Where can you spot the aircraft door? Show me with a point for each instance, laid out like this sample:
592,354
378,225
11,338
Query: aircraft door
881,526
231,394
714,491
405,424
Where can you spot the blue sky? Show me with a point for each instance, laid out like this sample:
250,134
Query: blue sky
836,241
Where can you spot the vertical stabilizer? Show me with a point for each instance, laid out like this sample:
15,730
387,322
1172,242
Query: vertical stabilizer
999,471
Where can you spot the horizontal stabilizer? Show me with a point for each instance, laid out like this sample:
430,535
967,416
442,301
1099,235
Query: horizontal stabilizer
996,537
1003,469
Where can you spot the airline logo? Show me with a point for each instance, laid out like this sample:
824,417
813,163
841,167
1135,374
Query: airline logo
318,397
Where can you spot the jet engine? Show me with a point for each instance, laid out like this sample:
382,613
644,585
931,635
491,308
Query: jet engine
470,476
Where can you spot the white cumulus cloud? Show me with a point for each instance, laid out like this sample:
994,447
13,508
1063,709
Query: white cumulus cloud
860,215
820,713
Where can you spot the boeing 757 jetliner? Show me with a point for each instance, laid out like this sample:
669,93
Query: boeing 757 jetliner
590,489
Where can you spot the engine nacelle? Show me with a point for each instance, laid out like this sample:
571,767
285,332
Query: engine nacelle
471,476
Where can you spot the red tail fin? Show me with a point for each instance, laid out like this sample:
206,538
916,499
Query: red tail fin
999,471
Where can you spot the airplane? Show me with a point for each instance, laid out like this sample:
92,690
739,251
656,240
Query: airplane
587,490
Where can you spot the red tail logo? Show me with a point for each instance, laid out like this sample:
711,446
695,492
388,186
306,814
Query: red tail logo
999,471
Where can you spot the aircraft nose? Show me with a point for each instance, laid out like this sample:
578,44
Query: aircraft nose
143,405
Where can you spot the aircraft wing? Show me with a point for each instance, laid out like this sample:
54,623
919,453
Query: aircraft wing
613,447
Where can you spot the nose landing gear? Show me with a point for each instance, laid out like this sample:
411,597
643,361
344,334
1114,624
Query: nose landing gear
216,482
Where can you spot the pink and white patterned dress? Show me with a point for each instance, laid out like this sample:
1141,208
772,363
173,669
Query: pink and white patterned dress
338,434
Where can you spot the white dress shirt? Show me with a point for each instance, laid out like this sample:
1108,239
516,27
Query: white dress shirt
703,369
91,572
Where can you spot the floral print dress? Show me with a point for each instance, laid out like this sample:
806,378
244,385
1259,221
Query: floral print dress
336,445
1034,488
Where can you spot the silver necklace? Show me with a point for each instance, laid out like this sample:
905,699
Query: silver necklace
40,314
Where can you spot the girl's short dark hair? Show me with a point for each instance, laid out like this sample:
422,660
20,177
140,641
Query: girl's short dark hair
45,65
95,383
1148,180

◆ **Exercise prompt**: Your answer should be the full set of records, printed exactly.

◆ **Result of this exercise**:
Where can you spot the aircraft door? Show me with a point for each instance, laid out like this sample:
592,354
378,225
11,338
Query: aircraft door
881,526
231,394
714,491
405,424
Where can you spot the blue sky? Show me with a point for each instance, laid out like this sample:
250,134
Query: blue sky
836,241
Where can you spot the vertical stabilizer? Show me with a point for each instance, laid out like this sample:
15,730
387,322
1172,242
Query: vertical stabilizer
999,471
Where can you spot the horizontal stabilizer? Show me with a point for each instance, laid out like this sample:
430,535
967,416
442,301
1099,235
Query: horizontal stabilizer
996,537
1003,469
Where can you spot the airline logo? Show me with a point for each instance, laid out like this sample:
824,417
813,163
841,167
1135,374
Query: airline logo
318,397
Where can you spot the jet engine? Show me with a point for each instance, laid out like this sample:
382,613
644,585
931,635
491,308
Query: jet engine
470,476
Where can you spot the white cumulus cloud? Show me with a point for each instance, laid out like this sample:
994,447
13,508
1063,709
Query: white cumulus cloud
860,215
820,713
Where can you spot the boeing 757 jetliner? Show me with a point for each instance, laid out like this sample:
669,93
Query: boeing 757 jetliner
590,489
Where can you spot the engine nacelle? Show me with a point for each instance, laid out like this sample:
571,767
285,332
Query: engine nacelle
471,476
Where can you spot the red tail fin? Show me with a point for each instance, laid out like this sample:
206,538
916,499
Query: red tail fin
999,471
Where can you spot the airplane? Show me with a point for each instance, laid out like this sample:
92,690
739,251
656,240
Query: airplane
587,490
Where can you spot the red tail logo? Show me with a point for each instance, laid out like this sample:
711,446
695,492
388,186
306,814
Query: red tail logo
999,471
Where can you spot the aircraft nose? Show me with a point for each instance, laid out like this sample:
578,44
Query: aircraft nose
143,405
Where can you spot the aircraft wing? Show me with a point for each instance, laid out like this sample:
54,623
919,453
Query: aircraft wing
613,447
Where can you spot the nose landing gear? Show me with a point for each instance, laid out like this sample:
411,597
643,361
344,334
1114,624
Query: nose landing gear
216,482
Where can you spot the pink and white patterned dress? Show me with a point for each instance, laid out like this sample:
1141,208
772,363
173,669
Query: pink and white patterned dress
338,434
Where can you spot the white dress shirt? Show me with a point for each instance, laid out like this sample:
1108,239
516,27
Query: white dress shirt
703,369
91,572
Where can you spot the floral print dress? Show me with a point for each instance, laid out like this sample:
806,378
244,385
1259,221
Query: floral print dress
336,445
1034,488
Where can you spot the silver necklace? Show me with a point for each instance, laid out like this sample:
905,699
Query: silver necklace
40,314
Where can you spot the girl's short dark hair? Show me with a point for each instance, laid out like this sample:
422,660
20,177
140,641
Query: girl's short dark hair
45,65
95,383
1148,180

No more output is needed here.